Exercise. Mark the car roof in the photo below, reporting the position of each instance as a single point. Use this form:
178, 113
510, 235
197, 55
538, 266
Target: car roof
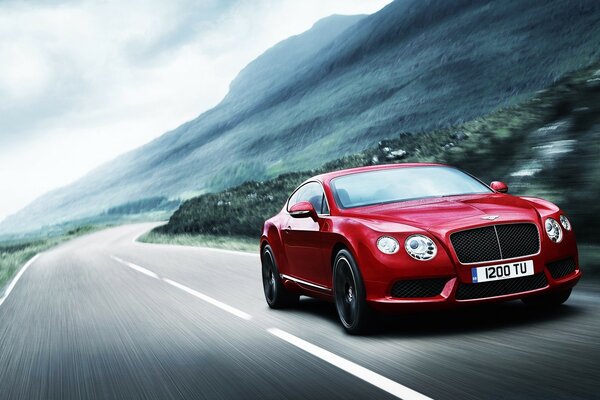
325, 178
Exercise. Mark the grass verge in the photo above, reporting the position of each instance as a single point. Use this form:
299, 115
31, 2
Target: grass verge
13, 255
239, 243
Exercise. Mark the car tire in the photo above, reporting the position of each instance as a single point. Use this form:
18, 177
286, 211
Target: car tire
553, 299
276, 295
350, 295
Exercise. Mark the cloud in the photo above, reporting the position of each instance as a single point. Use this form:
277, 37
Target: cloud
81, 82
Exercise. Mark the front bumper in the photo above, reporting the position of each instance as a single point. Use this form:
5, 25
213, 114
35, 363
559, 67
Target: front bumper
448, 296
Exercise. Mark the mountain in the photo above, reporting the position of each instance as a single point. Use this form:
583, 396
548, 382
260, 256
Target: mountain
548, 143
348, 82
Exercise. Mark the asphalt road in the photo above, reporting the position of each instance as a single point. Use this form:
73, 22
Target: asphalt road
104, 317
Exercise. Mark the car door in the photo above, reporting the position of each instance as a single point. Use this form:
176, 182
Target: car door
302, 237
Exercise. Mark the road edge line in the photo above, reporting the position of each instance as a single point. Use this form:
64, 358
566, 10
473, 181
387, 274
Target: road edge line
379, 381
14, 281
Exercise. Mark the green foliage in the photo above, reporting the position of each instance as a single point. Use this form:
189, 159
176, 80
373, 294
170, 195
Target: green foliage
239, 243
554, 136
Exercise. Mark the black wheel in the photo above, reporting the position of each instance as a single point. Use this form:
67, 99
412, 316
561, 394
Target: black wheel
553, 299
276, 294
350, 294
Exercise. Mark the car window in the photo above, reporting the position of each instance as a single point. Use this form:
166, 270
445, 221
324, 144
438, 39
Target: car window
401, 184
313, 193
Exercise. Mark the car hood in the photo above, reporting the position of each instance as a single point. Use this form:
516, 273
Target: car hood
448, 213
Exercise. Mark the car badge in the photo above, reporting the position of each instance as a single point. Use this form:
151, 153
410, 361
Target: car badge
491, 217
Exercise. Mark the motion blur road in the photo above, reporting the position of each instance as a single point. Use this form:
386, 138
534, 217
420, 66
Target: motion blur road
106, 317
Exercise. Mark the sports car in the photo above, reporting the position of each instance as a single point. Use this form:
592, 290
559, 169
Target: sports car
414, 236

> [Ваше задание]:
Масштабируйте строки, начиная со строки, содержащей «Exercise. Mark the car badge», и до конца строк включительно: приведите их все заново, в том числе формулировки заданий и образцы формата без изменений. Координаты точек в ответах умножьте на 2,35 и округлите до целых, половины округляя в большую сторону.

> [Выполненное упражнение]:
Exercise. Mark the car badge in the photo above, reporting the position of each instance as a single point. Use this form:
151, 153
410, 361
Target: car badge
1154, 510
Exercise. Mark the motion blur road in the photo above, reporting the position of each instance as a single point. Use this form:
386, 138
534, 217
420, 66
Target: motion blur road
249, 745
Exercise. Mark the sports car in the photo above, reporting the position of each instance as a single point. Use this form:
592, 290
559, 169
Target: sports car
973, 555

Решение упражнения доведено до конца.